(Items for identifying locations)
┌────────

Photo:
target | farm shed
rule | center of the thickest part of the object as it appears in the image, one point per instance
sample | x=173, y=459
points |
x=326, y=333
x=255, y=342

└────────

- **REQUIREMENT**:
Copy every line of the material above word for word, with no changes.

- **REPLY TO THE TASK**:
Photo:
target | farm shed
rule | center of the thickest part of the object as it appears in the image, one point per instance
sample | x=173, y=459
points |
x=326, y=333
x=255, y=342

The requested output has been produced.